* _QUOTED PASSAGE_
----

A story mode in a Mortal Kombat game seems a little odd but it works surprisingly well. Expectations aren’t exactly high for a campaign, considering the most given to us is a semi-broken, half-ass brawler in Tekken games. Here, it is much more realized. The story takes places in an alternate time line where Raiden sends a vision to his past self to correct the future.
The structure is told in chapters, with each character highlighting a few fights then seamlessly moving to the next playable fighter. “Seamless” is the key word here because there is no visible loading to keep you out of the experience. You fight, then immediately watch a pre-rendered cutscene (which allows for the background loading), then get directly launched into a fight. This works extremely well in the game’s favor so you don’t get time to get impatient.
The content (kontent?) of the story is more engaging than you’d think as a lot of these fighters have been around for two decades, giving you time to get familiar. I cared what happened and there were some shocking things to happen to a lot of the characters. The story could have been better, but given the genre’s incredibly low bar for it, Mortal Kombat has set the structure on how to do a story mode.
Story mode isn’t perfect though. Switching characters is good to give you a chance to experiment but what is not cool is how the odds are stacked. In almost every chapter, you’ll be facing two characters against just your one person. Beating what is essentially four rounds isn’t easy and given your familiarity character, can make it a bit hellish to succeed. In one instance, you’ll be pitted against Goro and Kintaro with a character you literally just unlocked. I won’t lie, I had to be mostly cheap to win these matches to save frustration which is a sign of bad game design.
While the story mode lasts a good 8 or so hours, you’re likely going to spend a lot of time with your favorite fighters in the other modes. I don’t think I’ve seen a fighting game packed with so many different ways to play and stuff to see. There is an arcade ladder (a more traditional story mode), a tag ladder mode (which can be a co-op mode), the 300 challenges in the Challenge Tower, the online modes like King of the Hill, the helpful tutorials, the Test Your Luck/Strike/Might/Sight (mini-games) stages, the place to cash in your koins called the Krypt, and the Nekropolis, a gallery and place to track your stats.
Every time I put the game into my console, I freeze at the array of areas in the game to sink my time into. All the options are polished and fun with their own secrets to discover. A few challenges in the Challenge Tower are a drab, but there are 300 of them, so a few missed opportunities are easily forgiven. One of my favorites is the Test Your Luck mode. In this mode, you and a friend (or the AI opponent) are dropped into an arena where a roulette spins with multiple game changing attributes. The absolute randomness here can lead to having no arms (rendering punches useless) or turning the whole screen upside down. Test Your Luck matches are a blast because you never know what is going to happen next.

----

* _Some records_
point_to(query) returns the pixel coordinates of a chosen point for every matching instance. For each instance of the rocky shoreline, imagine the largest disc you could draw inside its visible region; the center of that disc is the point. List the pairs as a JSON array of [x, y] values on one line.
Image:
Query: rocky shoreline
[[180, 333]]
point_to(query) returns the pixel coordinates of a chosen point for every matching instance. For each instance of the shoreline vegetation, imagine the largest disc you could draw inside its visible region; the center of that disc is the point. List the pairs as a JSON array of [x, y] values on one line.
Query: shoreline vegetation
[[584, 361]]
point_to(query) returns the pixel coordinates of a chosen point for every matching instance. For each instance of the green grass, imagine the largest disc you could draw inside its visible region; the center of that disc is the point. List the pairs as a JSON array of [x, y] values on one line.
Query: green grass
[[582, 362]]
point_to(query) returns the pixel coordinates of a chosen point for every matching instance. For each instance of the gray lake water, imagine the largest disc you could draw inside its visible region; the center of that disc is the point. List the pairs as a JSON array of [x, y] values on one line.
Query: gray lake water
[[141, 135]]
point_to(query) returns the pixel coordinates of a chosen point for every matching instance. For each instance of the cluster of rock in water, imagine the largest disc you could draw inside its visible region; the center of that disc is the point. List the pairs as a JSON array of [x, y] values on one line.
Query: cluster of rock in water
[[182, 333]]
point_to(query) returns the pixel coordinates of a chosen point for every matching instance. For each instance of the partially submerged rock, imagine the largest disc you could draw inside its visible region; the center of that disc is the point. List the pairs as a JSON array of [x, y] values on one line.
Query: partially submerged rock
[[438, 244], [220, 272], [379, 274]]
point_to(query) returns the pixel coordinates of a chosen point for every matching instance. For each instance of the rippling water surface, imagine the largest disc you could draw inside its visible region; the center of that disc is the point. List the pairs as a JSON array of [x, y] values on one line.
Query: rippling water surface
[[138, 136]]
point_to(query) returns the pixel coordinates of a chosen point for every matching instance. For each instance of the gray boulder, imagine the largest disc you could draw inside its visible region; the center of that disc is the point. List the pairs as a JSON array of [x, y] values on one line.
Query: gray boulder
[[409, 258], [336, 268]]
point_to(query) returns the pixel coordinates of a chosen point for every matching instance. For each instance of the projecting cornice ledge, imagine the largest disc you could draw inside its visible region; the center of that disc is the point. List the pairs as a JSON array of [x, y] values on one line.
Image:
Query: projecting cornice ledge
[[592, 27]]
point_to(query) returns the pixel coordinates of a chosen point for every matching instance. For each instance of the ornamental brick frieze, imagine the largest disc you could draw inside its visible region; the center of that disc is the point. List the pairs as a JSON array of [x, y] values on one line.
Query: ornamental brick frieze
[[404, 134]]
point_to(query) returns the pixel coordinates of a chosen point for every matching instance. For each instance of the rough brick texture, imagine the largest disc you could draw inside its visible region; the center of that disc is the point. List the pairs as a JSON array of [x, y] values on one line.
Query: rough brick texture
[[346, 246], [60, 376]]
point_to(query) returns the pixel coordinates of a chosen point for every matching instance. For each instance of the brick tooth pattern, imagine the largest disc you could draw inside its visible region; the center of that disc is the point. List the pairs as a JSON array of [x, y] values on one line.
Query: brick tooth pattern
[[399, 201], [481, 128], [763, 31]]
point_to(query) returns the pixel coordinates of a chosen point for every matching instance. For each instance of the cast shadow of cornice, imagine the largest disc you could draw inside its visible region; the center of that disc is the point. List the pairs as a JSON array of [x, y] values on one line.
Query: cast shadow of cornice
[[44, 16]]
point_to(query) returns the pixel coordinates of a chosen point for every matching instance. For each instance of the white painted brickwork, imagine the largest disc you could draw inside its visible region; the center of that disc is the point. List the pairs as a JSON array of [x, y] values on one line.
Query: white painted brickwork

----

* _GIVEN TASK_
Summarize the Mortal Kombat passage in two sentences.

* _WORKED SOLUTION_
The Mortal Kombat story mode works surprisingly well, telling an alternate-timeline tale in chapters that move seamlessly from fighter to fighter without visible loading, though nearly every chapter pits two opponents against the player's single character. Beyond the story of roughly eight hours, the game is packed with other polished modes, including the 300 challenges of the Challenge Tower and the unpredictable, enjoyable Test Your Luck matches.